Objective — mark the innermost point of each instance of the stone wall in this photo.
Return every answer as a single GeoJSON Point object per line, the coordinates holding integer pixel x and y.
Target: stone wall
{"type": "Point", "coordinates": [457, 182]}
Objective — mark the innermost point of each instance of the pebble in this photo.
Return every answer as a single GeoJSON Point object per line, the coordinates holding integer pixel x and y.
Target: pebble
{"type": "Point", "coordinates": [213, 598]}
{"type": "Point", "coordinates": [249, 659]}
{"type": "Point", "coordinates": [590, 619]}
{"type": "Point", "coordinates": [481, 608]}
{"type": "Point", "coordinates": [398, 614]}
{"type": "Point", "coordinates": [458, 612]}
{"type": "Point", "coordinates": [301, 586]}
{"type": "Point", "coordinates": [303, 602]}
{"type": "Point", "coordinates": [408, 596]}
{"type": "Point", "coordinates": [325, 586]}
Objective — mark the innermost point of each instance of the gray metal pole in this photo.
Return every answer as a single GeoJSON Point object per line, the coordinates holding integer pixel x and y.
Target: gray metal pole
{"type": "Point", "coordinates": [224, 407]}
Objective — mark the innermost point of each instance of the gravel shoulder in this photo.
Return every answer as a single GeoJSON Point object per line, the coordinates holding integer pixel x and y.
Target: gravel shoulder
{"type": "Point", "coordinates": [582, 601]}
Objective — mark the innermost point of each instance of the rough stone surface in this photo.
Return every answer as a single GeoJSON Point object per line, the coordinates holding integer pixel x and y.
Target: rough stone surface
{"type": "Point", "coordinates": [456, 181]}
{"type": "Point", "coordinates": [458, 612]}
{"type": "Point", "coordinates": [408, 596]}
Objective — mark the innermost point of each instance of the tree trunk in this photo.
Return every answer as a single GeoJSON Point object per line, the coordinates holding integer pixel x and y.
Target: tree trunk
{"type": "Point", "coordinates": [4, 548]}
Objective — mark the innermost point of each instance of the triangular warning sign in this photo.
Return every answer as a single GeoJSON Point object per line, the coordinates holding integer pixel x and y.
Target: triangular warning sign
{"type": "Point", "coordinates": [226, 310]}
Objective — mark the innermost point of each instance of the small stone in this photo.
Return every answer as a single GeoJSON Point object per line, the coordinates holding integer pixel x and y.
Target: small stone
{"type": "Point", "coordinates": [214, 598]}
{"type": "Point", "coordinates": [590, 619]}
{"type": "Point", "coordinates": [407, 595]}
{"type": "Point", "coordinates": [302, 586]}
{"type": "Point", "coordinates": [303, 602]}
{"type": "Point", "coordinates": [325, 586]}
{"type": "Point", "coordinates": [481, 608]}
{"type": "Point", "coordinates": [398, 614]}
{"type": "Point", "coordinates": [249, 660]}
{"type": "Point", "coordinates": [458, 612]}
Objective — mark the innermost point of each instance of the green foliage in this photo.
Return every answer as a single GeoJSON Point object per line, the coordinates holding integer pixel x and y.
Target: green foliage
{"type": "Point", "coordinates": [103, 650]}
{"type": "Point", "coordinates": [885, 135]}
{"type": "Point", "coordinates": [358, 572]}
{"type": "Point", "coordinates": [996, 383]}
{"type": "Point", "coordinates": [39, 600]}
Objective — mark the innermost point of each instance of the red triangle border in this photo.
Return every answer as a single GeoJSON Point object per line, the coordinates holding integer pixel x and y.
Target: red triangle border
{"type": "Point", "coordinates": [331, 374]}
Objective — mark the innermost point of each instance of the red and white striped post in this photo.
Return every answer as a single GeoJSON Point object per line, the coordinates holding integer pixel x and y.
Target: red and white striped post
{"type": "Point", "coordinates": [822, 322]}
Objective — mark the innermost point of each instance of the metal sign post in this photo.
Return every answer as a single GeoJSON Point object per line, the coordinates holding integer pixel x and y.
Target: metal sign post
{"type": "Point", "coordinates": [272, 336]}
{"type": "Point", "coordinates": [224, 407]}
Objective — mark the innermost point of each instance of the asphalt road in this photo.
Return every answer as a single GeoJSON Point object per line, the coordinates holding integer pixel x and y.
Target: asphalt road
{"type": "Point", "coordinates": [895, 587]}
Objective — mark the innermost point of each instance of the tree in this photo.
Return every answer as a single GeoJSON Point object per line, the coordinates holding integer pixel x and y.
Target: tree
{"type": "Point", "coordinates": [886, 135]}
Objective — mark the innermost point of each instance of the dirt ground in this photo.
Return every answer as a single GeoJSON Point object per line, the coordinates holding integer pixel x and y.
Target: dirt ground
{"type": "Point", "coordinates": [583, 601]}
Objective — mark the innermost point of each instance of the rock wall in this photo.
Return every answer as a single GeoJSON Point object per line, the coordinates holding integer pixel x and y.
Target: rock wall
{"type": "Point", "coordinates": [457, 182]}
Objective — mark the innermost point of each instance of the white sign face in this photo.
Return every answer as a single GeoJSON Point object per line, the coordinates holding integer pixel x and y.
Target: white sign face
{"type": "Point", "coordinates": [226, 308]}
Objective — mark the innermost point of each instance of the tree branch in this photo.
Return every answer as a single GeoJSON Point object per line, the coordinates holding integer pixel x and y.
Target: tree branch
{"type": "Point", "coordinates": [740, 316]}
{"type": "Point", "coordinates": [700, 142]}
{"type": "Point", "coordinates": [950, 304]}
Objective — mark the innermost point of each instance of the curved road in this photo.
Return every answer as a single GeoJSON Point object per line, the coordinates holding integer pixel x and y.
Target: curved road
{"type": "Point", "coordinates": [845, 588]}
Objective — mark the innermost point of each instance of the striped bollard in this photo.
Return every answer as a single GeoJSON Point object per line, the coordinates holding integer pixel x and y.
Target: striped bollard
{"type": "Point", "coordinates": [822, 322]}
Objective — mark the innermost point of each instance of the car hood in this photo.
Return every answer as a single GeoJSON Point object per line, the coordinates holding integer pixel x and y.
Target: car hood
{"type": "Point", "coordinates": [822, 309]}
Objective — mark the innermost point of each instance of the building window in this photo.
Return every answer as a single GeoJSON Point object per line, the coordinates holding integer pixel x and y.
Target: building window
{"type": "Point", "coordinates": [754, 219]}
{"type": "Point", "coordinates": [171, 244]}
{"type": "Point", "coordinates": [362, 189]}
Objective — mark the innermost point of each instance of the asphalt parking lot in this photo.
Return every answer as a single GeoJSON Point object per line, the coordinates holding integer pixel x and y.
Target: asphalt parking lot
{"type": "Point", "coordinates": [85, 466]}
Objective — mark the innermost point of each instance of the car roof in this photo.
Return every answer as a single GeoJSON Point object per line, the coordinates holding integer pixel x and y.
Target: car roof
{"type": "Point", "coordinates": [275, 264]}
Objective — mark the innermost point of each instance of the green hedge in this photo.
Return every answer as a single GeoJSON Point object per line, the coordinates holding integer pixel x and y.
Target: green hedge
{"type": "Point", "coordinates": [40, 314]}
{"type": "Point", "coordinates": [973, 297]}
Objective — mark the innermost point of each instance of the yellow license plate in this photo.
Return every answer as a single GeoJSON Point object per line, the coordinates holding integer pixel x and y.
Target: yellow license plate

- _What the exercise asks_
The listing above is to be reproduced without a single change.

- _Result for this task_
Objective — mark the innermost point of each instance of the stone wall in this photo.
Return every answer as a single GeoJSON Point object per line, the coordinates holding integer pixel x and y.
Target: stone wall
{"type": "Point", "coordinates": [457, 182]}
Objective — mark the innermost point of each instance of the pebble in this photo.
Return every answer as a single GeoJSON Point object per line, the coordinates holding integer pixel x and y.
Target: pebble
{"type": "Point", "coordinates": [213, 598]}
{"type": "Point", "coordinates": [249, 659]}
{"type": "Point", "coordinates": [590, 619]}
{"type": "Point", "coordinates": [481, 608]}
{"type": "Point", "coordinates": [398, 614]}
{"type": "Point", "coordinates": [458, 612]}
{"type": "Point", "coordinates": [301, 586]}
{"type": "Point", "coordinates": [303, 602]}
{"type": "Point", "coordinates": [408, 596]}
{"type": "Point", "coordinates": [325, 586]}
Objective — mark the innermost point of each instance of the gray metal pole in this photo.
Return every answer as a single GeoJSON Point object per line, the coordinates holding integer pixel x and y.
Target: gray metal pole
{"type": "Point", "coordinates": [224, 407]}
Objective — mark the innermost point of each instance of the gravel shoulder in this photo.
Return every answer as a single GeoJSON Point object per line, the coordinates holding integer pixel x and y.
Target: gravel shoulder
{"type": "Point", "coordinates": [582, 601]}
Objective — mark the innermost point of each instance of the rough stone surface in this photo.
Return every answer as a single GeoJSON Point object per line, the coordinates holding integer pixel x and y.
Target: rough stone surface
{"type": "Point", "coordinates": [456, 181]}
{"type": "Point", "coordinates": [458, 612]}
{"type": "Point", "coordinates": [408, 596]}
Objective — mark the innermost point of each instance of the tree trunk in this photo.
Return every answer as a single GeoJSON Point object per line, the coordinates holding integer pixel x and y.
Target: tree trunk
{"type": "Point", "coordinates": [4, 548]}
Objective — mark the innermost point of each instance of the triangular warning sign in this photo.
Return every answer as a single GeoJSON Point object per line, the coordinates holding integer pixel x and y.
Target: triangular warning sign
{"type": "Point", "coordinates": [226, 310]}
Objective — mark the innermost point of each instance of the small stone in this photo.
Return every answer as a single GeoJSON Point object per line, the coordinates holding integer pixel x and y.
Target: small stone
{"type": "Point", "coordinates": [214, 598]}
{"type": "Point", "coordinates": [590, 619]}
{"type": "Point", "coordinates": [407, 595]}
{"type": "Point", "coordinates": [302, 586]}
{"type": "Point", "coordinates": [303, 602]}
{"type": "Point", "coordinates": [325, 586]}
{"type": "Point", "coordinates": [481, 608]}
{"type": "Point", "coordinates": [398, 614]}
{"type": "Point", "coordinates": [249, 660]}
{"type": "Point", "coordinates": [458, 612]}
Objective — mark the innermost point of each instance of the green foliage in this photo.
Return every answer as a single GeoJSON Point object per line, the coordinates holding integer pixel x and y.
Target: green foliage
{"type": "Point", "coordinates": [103, 650]}
{"type": "Point", "coordinates": [885, 135]}
{"type": "Point", "coordinates": [358, 572]}
{"type": "Point", "coordinates": [996, 383]}
{"type": "Point", "coordinates": [39, 600]}
Objective — mark the innermost point of each instance of the red triangle border in this photo.
Return every answer as a single GeoJSON Point object per line, the coordinates holding integer pixel x and y.
Target: red triangle border
{"type": "Point", "coordinates": [331, 374]}
Objective — mark the innermost point of each instance of the red and white striped post in this photo.
Return every answer as a single GeoJSON Point object per line, the coordinates holding integer pixel x and y.
Target: red and white striped post
{"type": "Point", "coordinates": [822, 322]}
Objective — mark the innermost point of each instance of the metal sign post in this photo.
Return every answer as a single GeoJSON Point object per line, the coordinates holding integer pixel x and y.
Target: metal sign post
{"type": "Point", "coordinates": [272, 336]}
{"type": "Point", "coordinates": [224, 407]}
Objective — mark the innermost point of each instance of the asphalt road in this photo.
Return every answer as a single GeoJSON Point object per line, the coordinates holding integer pixel x and y.
Target: asphalt road
{"type": "Point", "coordinates": [895, 587]}
Objective — mark the innermost point of each instance of the tree in this photo.
Return every answer as a single GeoJSON Point object per line, the coordinates holding integer pixel x and y.
Target: tree
{"type": "Point", "coordinates": [886, 135]}
Objective — mark the innermost point of each instance of the dirt ground in this photo.
Return every answer as a single GeoJSON Point object per line, the coordinates holding integer pixel x and y.
Target: dirt ground
{"type": "Point", "coordinates": [583, 601]}
Objective — mark the innermost point of each instance of the rock wall in this photo.
Return every answer as a single GeoJSON Point object per line, the coordinates holding integer pixel x and y.
Target: rock wall
{"type": "Point", "coordinates": [457, 182]}
Objective — mark the innermost point of each instance of the white sign face in this photo.
Return every answer as a single GeoJSON Point object per line, the coordinates holding integer pixel x and y.
Target: white sign face
{"type": "Point", "coordinates": [226, 308]}
Objective — mark the innermost point of each instance of the tree branch in this photo.
Return every answer as a single GeoJSON Point object per line, the coordinates holding integer pixel x and y.
Target: tree branch
{"type": "Point", "coordinates": [740, 316]}
{"type": "Point", "coordinates": [700, 142]}
{"type": "Point", "coordinates": [950, 304]}
Objective — mark the innermost point of each instance of the curved road in this photo.
Return every answer as a single GeoJSON Point object per line, the coordinates holding integer pixel x and y.
Target: curved road
{"type": "Point", "coordinates": [845, 588]}
Objective — mark the innermost point of each instance of the striped bollard in this photo.
Return every answer as a single GeoJSON Point object per line, the coordinates holding integer pixel x and y.
Target: striped bollard
{"type": "Point", "coordinates": [822, 322]}
Objective — mark the innermost point of each instance of the car hood in this photo.
Return every answer as a single GeoJSON Point object per line, the coordinates holding integer pixel x and y.
Target: car hood
{"type": "Point", "coordinates": [822, 309]}
Objective — mark the innermost point of each instance of the building window in this photo.
Return every answer as a single GeoJSON Point object per line, the coordinates holding integer pixel x and y.
Target: building window
{"type": "Point", "coordinates": [754, 219]}
{"type": "Point", "coordinates": [171, 244]}
{"type": "Point", "coordinates": [362, 189]}
Objective — mark the innermost point of each instance of the asphalt parking lot in this photo.
Return every answer as a single GeoJSON Point object per line, the coordinates holding integer pixel x and y.
Target: asphalt parking lot
{"type": "Point", "coordinates": [85, 466]}
Objective — mark the innermost point of each instance of the car roof in this photo.
Return every answer as a single GeoJSON Point object per line, the coordinates holding integer pixel x and y.
Target: car roof
{"type": "Point", "coordinates": [275, 264]}
Objective — mark the innermost point of each instance of the green hedge in this photo.
Return every answer as a single GeoJSON Point object per line, the coordinates holding integer pixel x and y.
Target: green hedge
{"type": "Point", "coordinates": [40, 314]}
{"type": "Point", "coordinates": [973, 297]}
Objective — mark the innermost point of each instance of the yellow license plate in this photo.
Return every answer as a single GeoJSON Point object per line, the coordinates holding integer pixel x and y.
Target: yellow license plate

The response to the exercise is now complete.